### [Available data]
_ _ _ _

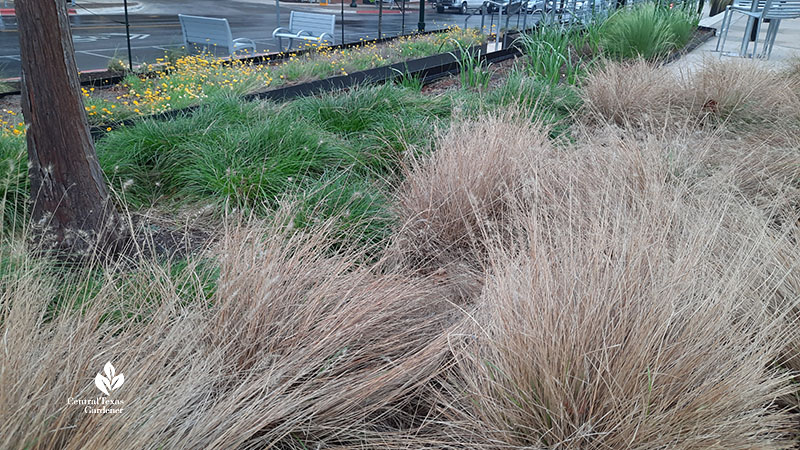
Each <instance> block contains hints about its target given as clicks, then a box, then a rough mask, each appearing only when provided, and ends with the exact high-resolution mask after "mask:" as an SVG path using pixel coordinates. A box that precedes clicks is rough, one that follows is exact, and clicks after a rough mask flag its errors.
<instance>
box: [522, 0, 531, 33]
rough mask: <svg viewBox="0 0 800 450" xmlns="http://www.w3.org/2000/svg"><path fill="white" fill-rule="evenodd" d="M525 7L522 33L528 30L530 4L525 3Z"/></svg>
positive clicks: (523, 32) (523, 16)
mask: <svg viewBox="0 0 800 450" xmlns="http://www.w3.org/2000/svg"><path fill="white" fill-rule="evenodd" d="M524 5H525V15H524V16H522V32H523V33H524V32H525V30H527V29H528V6H529V5H528V2H525V3H524Z"/></svg>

_ _ _ _

### [Requirement]
Search the listing above for the string "instance" and return each line it appears on.

### [The completed task]
Each <instance> block contains hints about its target given as clicks, then a box, then a rough mask, each appearing only when provided, and ends with the exact high-resolution mask after "mask:" as an SVG path using pixel coordinates. A box that precedes clicks is rough, one that follows is exact, and clicks after a rough mask flag its errors.
<instance>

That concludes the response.